## Dataset records
▼
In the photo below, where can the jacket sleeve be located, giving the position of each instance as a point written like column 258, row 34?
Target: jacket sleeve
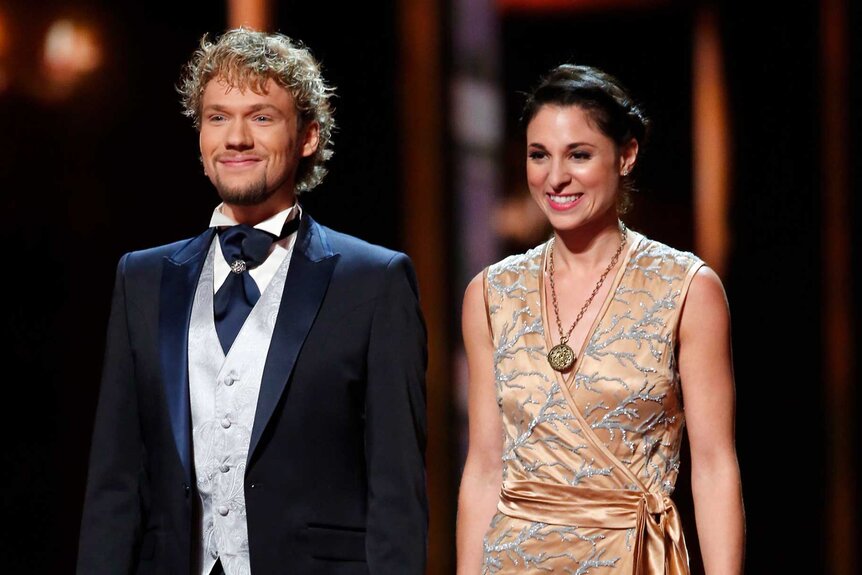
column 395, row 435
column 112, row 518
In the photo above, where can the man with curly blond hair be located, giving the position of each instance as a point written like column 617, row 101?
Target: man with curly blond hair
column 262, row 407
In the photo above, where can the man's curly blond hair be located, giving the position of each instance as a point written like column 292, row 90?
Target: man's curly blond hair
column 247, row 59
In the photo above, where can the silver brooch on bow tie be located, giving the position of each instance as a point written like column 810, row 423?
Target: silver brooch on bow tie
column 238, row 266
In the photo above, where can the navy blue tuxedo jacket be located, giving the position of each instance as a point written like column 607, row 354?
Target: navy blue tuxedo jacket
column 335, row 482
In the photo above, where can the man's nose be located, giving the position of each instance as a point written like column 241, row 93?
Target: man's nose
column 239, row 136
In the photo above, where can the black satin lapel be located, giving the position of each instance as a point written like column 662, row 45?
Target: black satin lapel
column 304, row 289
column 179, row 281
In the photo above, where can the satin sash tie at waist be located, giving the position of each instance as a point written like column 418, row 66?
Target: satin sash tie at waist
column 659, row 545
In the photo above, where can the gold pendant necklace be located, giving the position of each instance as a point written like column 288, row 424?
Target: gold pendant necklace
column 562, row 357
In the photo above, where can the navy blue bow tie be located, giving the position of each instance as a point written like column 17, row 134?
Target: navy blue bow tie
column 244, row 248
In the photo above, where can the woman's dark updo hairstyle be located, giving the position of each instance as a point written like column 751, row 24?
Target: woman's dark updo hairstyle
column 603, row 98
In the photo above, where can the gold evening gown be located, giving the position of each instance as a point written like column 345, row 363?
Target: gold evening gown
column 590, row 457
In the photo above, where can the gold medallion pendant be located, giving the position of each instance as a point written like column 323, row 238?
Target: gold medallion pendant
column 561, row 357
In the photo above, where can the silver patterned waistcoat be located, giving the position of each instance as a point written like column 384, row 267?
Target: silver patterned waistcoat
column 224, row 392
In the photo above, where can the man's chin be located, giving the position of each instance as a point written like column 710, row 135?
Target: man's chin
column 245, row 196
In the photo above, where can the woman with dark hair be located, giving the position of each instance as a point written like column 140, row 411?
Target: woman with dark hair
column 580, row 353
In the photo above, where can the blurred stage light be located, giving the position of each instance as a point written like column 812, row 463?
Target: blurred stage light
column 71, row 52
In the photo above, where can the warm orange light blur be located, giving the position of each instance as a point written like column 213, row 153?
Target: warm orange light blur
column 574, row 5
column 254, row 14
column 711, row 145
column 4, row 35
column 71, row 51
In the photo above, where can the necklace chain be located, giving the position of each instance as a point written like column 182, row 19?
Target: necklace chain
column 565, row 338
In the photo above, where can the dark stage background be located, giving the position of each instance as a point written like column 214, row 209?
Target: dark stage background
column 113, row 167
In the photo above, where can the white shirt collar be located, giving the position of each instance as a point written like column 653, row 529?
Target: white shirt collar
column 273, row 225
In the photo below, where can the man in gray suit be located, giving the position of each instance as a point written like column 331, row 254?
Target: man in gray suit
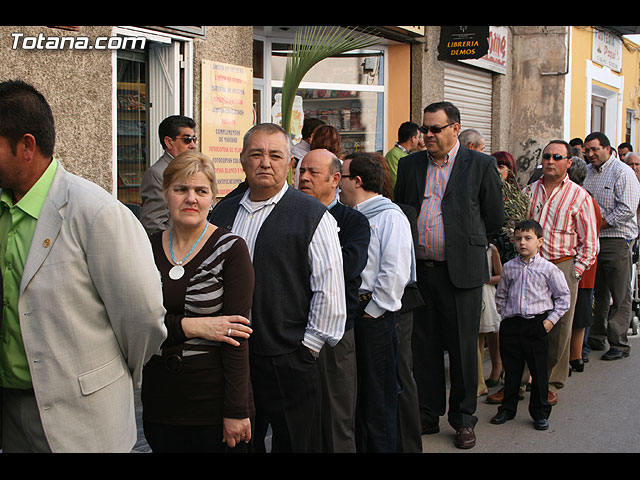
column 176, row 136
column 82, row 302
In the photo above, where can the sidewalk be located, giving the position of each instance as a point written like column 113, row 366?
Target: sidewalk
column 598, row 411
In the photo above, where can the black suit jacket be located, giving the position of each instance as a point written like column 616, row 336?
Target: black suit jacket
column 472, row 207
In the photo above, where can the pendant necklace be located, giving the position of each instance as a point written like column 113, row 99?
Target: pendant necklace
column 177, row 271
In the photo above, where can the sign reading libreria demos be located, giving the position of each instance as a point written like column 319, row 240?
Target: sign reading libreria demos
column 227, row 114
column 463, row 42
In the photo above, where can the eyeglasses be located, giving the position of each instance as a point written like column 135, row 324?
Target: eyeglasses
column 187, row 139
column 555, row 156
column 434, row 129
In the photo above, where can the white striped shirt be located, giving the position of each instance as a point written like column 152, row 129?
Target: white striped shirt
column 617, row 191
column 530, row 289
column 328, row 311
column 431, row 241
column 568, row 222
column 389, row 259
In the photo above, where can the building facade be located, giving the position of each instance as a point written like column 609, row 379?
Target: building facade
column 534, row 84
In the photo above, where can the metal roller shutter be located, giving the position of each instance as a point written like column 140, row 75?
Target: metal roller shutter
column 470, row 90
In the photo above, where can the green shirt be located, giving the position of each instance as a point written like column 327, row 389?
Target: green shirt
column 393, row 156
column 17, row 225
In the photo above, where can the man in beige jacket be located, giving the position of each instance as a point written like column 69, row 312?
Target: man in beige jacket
▲
## Task details
Rewrite all of the records above, changing every "photo" to "image" and keeping everything else the same. Omit the pictures.

## Answer
In the image below, where can the jacket sleeve be located, giving the position of each instance as a point written like column 258, row 34?
Target: jacket sleeve
column 395, row 435
column 112, row 518
In the image above, where can the man with curly blond hair be located, giving the position of each instance as a point written like column 617, row 101?
Target: man with curly blond hair
column 262, row 407
In the image above, where can the man's curly blond hair be located, giving the position of each instance as a point written like column 292, row 90?
Target: man's curly blond hair
column 247, row 59
In the image above, where can the silver brooch on bow tie be located, giving the position of each instance as a point written like column 810, row 423?
Target: silver brooch on bow tie
column 238, row 266
In the image above, where can the navy blue tuxedo jacket be located, giving the position of each instance as a point written like column 607, row 354?
Target: navy blue tuxedo jacket
column 335, row 482
In the image above, where can the man's nose be located, giving the position of each instance as a point written like column 241, row 93?
Target: man's nose
column 239, row 136
In the image above, where can the black satin lapel be located, giving the position of each instance as a point written like column 662, row 45?
Target: black satin lapel
column 304, row 289
column 179, row 281
In the image above, where can the satin sash tie at waist be located, giving the position of each instance as a point written like column 418, row 66?
Target: satin sash tie at waist
column 659, row 545
In the image above, where can the gold pendant necklace be located, giving the position of each instance as a point written like column 288, row 424?
Target: gold pendant necklace
column 562, row 357
In the image above, where can the navy blue bow tie be located, giving the position of each instance as a point written like column 17, row 134?
Target: navy blue bow tie
column 244, row 248
In the image above, where can the woman's dark updo hairstyle be located, giving the position of each instance as a point written like column 751, row 24?
Target: woman's dark updo hairstyle
column 603, row 98
In the image above, where can the gold evening gown be located, giving the position of each instance as a point written like column 345, row 363?
Target: gold evening gown
column 590, row 457
In the image above, where can the gold medallion pendant be located, giving the position of each instance as a point written like column 323, row 238?
Target: gold medallion pendant
column 561, row 357
In the image above, where can the silver patterned waistcoat be located, giving the position of each instance as a point written like column 384, row 267?
Target: silver patterned waistcoat
column 224, row 392
In the image above, where can the man's chin be located, giving the position of each instance as a point written like column 710, row 135?
Target: man's chin
column 245, row 196
In the image above, where can the woman with dark hair be located, giving the position of each instance as a point written like column 140, row 411?
Target: woman with dark hair
column 580, row 353
In the image above, where can the blurred stage light be located, giving the position of each instance as a point written like column 812, row 463?
Target: blurred stage light
column 71, row 52
In the image above, where can the warm orange light blur be located, giving the position of each instance as a point written like column 213, row 153?
Target: warm orange light blur
column 574, row 5
column 254, row 14
column 711, row 145
column 4, row 35
column 71, row 51
In the image above, where can the necklace chain be located, giving the position of each instance as a point written like column 182, row 19?
Target: necklace chain
column 565, row 338
In the image above, where can the dark stage background be located, giving the position of each instance as a point written like column 214, row 209?
Target: dark stage background
column 113, row 167
In the image above, where can the white shirt collar be located, giving the position of each instance as a point written like column 653, row 529?
Target: white shirt collar
column 273, row 225
In the image below, where can the man in gray suit be located, giving the position of each instance as a point written like column 331, row 254?
Target: man in gray suit
column 176, row 136
column 82, row 302
In the image above, where can the sidewalk be located, giving the position of each instance as a point written like column 113, row 366?
Target: sidewalk
column 598, row 411
In the image above, where can the black suit jacket be located, giving the position of each instance as a point written like column 616, row 336?
Target: black suit jacket
column 472, row 207
In the image above, where can the pendant necklace be located, giving the position of each instance as a point written like column 113, row 99?
Target: pendant necklace
column 177, row 271
In the image above, where can the sign reading libreria demos be located, giving the position of each instance as a point written like column 319, row 240?
Target: sign reading libreria demos
column 227, row 114
column 463, row 42
In the image above, where can the eyeglasses be located, giving the position of each instance as a point written like column 135, row 324?
Target: eyeglasses
column 187, row 139
column 555, row 156
column 434, row 129
In the image above, where can the white striped shirt be located, giving the position of each instance as a point written like column 152, row 129?
Target: white striped shirt
column 617, row 191
column 530, row 289
column 328, row 311
column 431, row 241
column 568, row 222
column 389, row 259
In the image above, where can the building facade be located, giving the position of each instance as a point written like column 609, row 379?
Target: building facade
column 534, row 84
In the image above, where can the metal roller shutter be located, giving the position of each instance as a point written like column 140, row 75?
Target: metal roller shutter
column 470, row 90
In the image above, where can the green shirt be located, giving the position of each instance as a point written like column 327, row 389?
Target: green shirt
column 393, row 156
column 17, row 225
In the image above, where can the man in beige jacket be located, giving the position of each instance as a point written like column 69, row 312?
Target: man in beige jacket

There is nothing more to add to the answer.